▶ **Instruction**
Copy the listing between the line holding "Where can you see the alarm" and the line holding "Target: gold coin", inclusive, reproducing each line without change.

◇ ◇ ◇ ◇

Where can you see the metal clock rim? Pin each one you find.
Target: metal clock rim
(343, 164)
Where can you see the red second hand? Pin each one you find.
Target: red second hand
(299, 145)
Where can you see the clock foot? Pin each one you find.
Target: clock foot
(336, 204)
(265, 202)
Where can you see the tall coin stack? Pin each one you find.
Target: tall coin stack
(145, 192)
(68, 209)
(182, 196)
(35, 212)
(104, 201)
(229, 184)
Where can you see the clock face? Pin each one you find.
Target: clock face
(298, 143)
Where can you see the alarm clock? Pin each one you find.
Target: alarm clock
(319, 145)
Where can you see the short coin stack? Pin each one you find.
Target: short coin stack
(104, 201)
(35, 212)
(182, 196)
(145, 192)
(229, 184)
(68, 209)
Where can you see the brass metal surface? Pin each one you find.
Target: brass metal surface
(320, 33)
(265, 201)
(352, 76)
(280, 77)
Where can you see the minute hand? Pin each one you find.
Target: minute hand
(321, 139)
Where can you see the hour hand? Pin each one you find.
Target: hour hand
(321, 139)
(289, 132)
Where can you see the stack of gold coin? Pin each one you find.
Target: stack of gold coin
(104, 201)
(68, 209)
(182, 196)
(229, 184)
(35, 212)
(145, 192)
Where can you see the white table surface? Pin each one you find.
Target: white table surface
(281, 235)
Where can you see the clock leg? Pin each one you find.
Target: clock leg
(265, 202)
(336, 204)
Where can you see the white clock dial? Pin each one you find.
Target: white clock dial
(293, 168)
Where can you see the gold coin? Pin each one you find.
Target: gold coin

◇ ◇ ◇ ◇

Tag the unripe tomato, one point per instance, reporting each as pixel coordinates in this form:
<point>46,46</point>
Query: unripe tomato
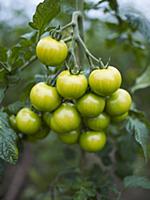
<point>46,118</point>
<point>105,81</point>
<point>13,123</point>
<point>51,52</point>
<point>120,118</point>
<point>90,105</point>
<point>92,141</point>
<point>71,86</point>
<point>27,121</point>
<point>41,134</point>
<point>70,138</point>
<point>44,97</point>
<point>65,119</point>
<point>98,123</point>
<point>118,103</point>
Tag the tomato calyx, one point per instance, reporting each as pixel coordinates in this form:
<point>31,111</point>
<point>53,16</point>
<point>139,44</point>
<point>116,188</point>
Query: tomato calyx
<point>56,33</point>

◇ ◇ ◇ ◇

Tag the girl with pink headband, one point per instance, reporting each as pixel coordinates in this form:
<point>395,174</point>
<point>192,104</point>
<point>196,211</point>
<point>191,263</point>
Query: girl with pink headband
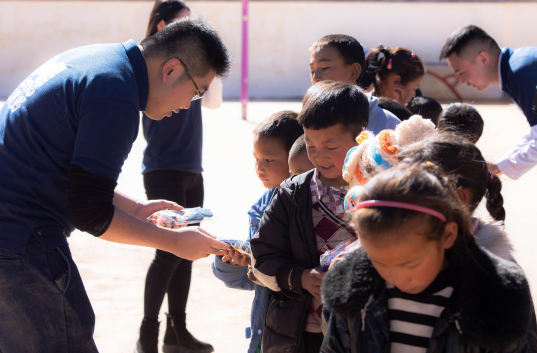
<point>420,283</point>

◇ ◇ ◇ ◇

▶ **Written reply**
Where can you see the alarm clock? Pin each one you find.
Target: alarm clock
(319, 145)
Where can you see the short coin stack? Pin each one you find.
Target: short coin stack
(104, 201)
(35, 212)
(182, 196)
(145, 192)
(229, 184)
(68, 209)
Where can you see the brass metal surface? Pin each one you find.
Target: brass metal surface
(320, 33)
(265, 201)
(352, 76)
(280, 77)
Where can you see the minute hand? Pin each one you find.
Target: minute hand
(321, 139)
Where can you see the hour hand? Pin each one you find.
Target: hour hand
(321, 139)
(289, 132)
Where can you see the stack of gold coin? Pin each one you find.
Target: stack of gold coin
(104, 201)
(68, 209)
(182, 196)
(229, 184)
(35, 212)
(145, 192)
Where can you see the white table surface? Pin each one you find.
Target: white table surface
(281, 235)
Where can you see the clock leg? Pin each one you find.
Target: clock leg
(265, 202)
(336, 204)
Where can you see the white clock dial? Pin each one you find.
Target: white clock dial
(293, 168)
Where can you see the gold coin? Pin each one you find.
Target: gold coin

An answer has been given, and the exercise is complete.